TO BE DONE:
Print every line of the records below without changing a single character.
begin MATERIAL SUPPLIED
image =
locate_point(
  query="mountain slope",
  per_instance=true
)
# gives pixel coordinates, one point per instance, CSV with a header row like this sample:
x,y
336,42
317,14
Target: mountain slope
end MATERIAL SUPPLIED
REPLY TO THE EXERCISE:
image =
locate_point(
  query="mountain slope",
  per_instance=true
)
# gives pixel coordinates, one point per instance, CSV with a header row like this sample:
x,y
336,42
317,14
Target: mountain slope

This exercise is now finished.